§ **What is being asked**: Edit the items below, starting at the first one and ending at the line that contains "[523, 227, 621, 367]", by replacing "Sample response" with "Example output" and leaving everything else unchanged.

§ **Recorded data**:
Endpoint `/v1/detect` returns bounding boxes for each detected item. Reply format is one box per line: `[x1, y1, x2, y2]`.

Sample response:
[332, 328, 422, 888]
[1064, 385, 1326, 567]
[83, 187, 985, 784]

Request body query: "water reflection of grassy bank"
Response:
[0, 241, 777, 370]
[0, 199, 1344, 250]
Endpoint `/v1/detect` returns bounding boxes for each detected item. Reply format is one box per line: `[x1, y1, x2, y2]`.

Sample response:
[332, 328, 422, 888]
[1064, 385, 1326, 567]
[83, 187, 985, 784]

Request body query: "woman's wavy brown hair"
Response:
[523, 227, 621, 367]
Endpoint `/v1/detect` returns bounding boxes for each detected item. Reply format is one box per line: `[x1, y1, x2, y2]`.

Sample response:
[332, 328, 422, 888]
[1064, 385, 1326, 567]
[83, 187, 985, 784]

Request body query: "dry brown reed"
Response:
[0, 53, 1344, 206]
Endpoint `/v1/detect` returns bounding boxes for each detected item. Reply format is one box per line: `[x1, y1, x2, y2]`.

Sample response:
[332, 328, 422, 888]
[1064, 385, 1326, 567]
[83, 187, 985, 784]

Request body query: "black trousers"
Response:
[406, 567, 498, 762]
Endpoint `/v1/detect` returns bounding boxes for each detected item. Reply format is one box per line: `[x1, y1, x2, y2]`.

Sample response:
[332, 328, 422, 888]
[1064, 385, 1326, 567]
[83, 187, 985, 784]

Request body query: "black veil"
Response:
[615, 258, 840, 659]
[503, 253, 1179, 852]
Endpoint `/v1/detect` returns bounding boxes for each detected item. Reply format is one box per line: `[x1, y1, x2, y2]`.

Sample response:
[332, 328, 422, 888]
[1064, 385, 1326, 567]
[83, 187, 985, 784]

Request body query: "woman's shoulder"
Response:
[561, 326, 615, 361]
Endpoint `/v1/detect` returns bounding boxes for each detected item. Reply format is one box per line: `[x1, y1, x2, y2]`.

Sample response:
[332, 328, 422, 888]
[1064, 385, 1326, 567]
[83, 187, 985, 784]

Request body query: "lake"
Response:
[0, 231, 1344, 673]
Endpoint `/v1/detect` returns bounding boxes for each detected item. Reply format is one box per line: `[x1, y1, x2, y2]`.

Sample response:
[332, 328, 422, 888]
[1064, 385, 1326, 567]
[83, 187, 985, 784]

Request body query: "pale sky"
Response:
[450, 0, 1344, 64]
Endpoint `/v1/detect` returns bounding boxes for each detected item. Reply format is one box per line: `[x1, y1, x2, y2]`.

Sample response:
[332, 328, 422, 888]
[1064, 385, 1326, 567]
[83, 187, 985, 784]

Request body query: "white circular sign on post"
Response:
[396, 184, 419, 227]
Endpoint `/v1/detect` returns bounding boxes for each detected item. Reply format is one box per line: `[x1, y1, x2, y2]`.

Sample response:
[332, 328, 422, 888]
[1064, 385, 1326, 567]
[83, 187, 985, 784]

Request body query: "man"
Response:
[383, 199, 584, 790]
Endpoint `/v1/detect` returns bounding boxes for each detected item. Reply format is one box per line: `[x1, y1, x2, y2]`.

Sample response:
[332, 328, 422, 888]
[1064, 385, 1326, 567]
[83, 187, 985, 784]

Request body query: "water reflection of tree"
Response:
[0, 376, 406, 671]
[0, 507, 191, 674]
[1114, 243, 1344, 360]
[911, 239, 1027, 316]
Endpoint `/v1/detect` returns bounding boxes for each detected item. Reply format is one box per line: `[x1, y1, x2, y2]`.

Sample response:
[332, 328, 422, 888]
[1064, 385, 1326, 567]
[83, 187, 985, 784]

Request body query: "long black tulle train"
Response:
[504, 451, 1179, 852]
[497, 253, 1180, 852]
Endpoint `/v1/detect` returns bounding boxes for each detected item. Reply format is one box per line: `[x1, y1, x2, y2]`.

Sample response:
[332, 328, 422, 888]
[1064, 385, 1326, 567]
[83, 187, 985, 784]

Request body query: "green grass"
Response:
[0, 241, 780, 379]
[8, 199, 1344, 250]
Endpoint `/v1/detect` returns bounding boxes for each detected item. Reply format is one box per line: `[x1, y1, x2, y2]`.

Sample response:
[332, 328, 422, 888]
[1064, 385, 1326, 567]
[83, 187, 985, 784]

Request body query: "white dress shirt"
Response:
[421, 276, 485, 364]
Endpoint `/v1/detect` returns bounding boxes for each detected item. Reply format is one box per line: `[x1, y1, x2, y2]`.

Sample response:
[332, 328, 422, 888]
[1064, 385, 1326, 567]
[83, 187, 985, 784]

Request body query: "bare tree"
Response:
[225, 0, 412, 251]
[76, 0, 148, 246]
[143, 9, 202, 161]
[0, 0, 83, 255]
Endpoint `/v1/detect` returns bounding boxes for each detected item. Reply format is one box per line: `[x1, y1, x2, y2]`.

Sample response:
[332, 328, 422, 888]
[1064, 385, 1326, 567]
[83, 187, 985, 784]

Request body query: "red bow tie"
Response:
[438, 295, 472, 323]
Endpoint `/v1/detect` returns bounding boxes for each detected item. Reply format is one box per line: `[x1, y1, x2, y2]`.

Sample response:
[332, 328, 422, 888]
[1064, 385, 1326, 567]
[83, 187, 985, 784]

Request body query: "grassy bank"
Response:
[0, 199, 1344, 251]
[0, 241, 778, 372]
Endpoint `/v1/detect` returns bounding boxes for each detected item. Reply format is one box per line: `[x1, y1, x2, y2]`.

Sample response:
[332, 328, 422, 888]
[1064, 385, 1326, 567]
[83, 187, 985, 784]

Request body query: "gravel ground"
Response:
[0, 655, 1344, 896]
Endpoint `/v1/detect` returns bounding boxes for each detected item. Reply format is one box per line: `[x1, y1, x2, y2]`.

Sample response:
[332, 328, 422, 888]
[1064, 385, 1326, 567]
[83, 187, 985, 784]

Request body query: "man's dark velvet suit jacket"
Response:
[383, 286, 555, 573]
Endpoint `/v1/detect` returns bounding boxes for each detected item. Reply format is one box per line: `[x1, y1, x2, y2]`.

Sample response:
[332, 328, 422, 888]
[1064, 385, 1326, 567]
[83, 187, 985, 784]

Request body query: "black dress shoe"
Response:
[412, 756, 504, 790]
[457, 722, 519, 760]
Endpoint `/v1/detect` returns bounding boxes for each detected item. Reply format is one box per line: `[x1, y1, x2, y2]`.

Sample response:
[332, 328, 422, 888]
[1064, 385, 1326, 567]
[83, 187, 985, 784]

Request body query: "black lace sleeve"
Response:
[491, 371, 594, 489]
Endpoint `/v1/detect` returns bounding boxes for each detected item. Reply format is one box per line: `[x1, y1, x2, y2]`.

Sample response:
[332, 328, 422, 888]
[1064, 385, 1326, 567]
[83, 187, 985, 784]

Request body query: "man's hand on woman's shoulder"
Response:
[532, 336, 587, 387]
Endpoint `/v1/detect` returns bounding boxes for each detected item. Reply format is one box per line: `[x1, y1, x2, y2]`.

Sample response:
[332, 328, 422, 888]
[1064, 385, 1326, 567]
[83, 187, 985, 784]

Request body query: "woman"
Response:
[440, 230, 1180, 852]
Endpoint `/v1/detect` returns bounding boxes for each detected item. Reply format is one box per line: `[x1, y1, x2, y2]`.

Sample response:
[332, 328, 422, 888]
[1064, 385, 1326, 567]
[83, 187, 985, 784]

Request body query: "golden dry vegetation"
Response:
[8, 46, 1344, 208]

§ **Completed exercise**:
Endpoint `/v1/detect` returns bounding boxes for each detected item. Reply format is one box per line: `[x1, y1, x2, y2]`.

Example output:
[332, 328, 422, 888]
[1064, 385, 1326, 567]
[83, 187, 985, 784]

Request body query: "water reflection of grassy bank"
Response:
[0, 241, 777, 370]
[0, 199, 1344, 250]
Endpoint `/v1/detect` returns bounding boxes for each detected item. Reply format is one box per line: `[x1, y1, x2, y2]`.

Example output:
[332, 328, 422, 888]
[1064, 385, 1326, 567]
[83, 187, 985, 784]

Request body query: "woman's wavy brown hair"
Response:
[523, 227, 621, 367]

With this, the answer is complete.